» SELECTION
• • • • • • •

What a year it’s been — and now it’s almost Thanksgiving, the official beginning of our most social time of the year.

Truth is, for some, Thanksgiving Day may be the first of a whole holiday season that looks a little different, starting with smaller get-togethers and maybe smaller dinner gatherings to celebrate the holidays.

Yet there is still so much to be thankful for: our lives and our friends and family. We are still Americans, and our blessings remain great. You may even be a little bit thankful if you don’t have to cook for a big crowd this year. You might have more time to contact friends and family with cards and phone calls, and we certainly hope you’ll use this holiday season to take care of yourself. With that in mind, this month’s recipes focus on smaller options with healthful, immune-boosting ingredients that add flavor as well as great nutrition.

By the way … we are thankful for your loyal readership.

Stuffed Tenderloins
  • 3 tablespoons unsalted butter
  • 3 tablespoons vegetable oil, divided
  • 1 large sweet onion, peeled and finely chopped
  • 12 cremini or button mushrooms, finely chopped
  • 2 carrots, peeled and finely chopped
  • 2 large garlic cloves, peeled and minced
  • 1 cup cooked and chopped spinach or kale
  • 1 (2-pound) package pork or turkey tenderloins
  • ½ teaspoon salt
  • ¼ teaspoon black pepper
  1. Place the butter and 2 tablespoons of the oil in a large skillet over medium heat. When hot, add the onions and saute, stirring occasionally, for 25 minutes or until golden brown and caramelized. Add the cremini or mushrooms, carrots, garlic and spinach or kale. Cook another 10 minutes and set aside to cool for 30 minutes.
  2. Preheat the oven to 375 degrees. Grease a 9-by-13-inch glass baking dish and set aside. Place the tenderloins between two pieces of plastic wrap on a cutting board. With a meat mallet, pound the tenderloins to ¼-inch thickness. Remove and discard the top piece of plastic wrap. Sprinkle the tenderloins on one side with the salt and pepper.
  3. Evenly spread the cooled filling over each tenderloin. Roll up and secure with toothpicks. Transfer from plastic wrap to the prepared baking dish and brush the outsides with the remaining oil. Bake uncovered for 35 to 45 minutes or until the internal temperature reaches 160 degrees. Allow to rest at least 10 minutes before slicing and serving warm.

• • • • • • •

Answer these questions from the Thanksgiving column:
1. What do this month's recipes focus on?
2. To what thickness are the tenderloins pounded?
3. What internal temperature must the tenderloins reach in the oven?
The entries have nothing to do with this.

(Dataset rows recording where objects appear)
• • • • • • •

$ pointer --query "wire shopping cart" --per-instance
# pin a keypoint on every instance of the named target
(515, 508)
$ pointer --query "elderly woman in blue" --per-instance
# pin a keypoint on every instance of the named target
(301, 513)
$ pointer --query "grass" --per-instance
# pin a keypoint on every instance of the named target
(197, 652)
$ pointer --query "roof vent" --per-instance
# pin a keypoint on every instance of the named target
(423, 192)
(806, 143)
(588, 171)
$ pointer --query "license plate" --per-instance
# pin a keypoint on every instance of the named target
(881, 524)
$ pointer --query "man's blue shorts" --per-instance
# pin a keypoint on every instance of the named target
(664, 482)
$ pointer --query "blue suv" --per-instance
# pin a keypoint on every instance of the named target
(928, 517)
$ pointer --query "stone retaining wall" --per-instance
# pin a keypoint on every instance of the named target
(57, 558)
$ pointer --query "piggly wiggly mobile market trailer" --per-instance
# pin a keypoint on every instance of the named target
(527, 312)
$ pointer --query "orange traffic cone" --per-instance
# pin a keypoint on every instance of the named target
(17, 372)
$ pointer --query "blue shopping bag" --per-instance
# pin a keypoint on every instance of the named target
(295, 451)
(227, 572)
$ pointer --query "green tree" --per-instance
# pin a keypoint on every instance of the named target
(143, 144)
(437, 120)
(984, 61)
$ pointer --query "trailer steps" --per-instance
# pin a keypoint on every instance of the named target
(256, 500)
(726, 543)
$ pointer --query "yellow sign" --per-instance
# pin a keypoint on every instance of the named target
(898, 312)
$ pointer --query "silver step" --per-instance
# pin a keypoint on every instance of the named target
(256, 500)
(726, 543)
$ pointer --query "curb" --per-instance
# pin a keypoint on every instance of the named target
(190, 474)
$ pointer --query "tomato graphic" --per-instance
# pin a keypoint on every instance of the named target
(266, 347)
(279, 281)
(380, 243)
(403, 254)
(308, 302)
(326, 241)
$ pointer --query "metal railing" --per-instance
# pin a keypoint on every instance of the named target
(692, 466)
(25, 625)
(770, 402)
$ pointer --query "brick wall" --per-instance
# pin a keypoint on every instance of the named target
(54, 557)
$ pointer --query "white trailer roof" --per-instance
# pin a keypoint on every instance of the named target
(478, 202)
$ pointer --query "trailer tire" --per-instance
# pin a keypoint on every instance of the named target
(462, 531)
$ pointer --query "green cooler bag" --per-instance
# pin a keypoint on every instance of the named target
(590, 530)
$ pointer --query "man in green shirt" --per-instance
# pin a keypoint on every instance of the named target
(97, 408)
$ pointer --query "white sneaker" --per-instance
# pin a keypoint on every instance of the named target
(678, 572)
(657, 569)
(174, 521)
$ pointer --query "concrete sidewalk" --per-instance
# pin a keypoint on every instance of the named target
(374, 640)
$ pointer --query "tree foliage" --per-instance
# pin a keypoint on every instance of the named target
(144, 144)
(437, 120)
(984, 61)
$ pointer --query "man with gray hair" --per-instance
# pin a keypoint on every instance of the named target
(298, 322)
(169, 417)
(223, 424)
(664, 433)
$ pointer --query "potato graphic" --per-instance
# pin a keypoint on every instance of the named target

• • • • • • •

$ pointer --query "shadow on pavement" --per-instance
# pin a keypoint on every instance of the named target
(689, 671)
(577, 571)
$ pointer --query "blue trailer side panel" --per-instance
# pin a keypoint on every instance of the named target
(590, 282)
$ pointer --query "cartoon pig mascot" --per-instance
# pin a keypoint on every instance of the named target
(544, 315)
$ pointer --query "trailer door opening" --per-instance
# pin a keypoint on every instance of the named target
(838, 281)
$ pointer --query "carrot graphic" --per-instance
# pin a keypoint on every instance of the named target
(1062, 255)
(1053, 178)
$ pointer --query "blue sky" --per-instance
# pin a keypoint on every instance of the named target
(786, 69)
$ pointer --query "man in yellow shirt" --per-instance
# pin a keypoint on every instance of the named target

• • • • • • •

» SOLUTION TO THIS TASK
1. Smaller options with healthful, immune-boosting ingredients that add flavor as well as great nutrition.
2. ¼-inch thickness.
3. 160 degrees.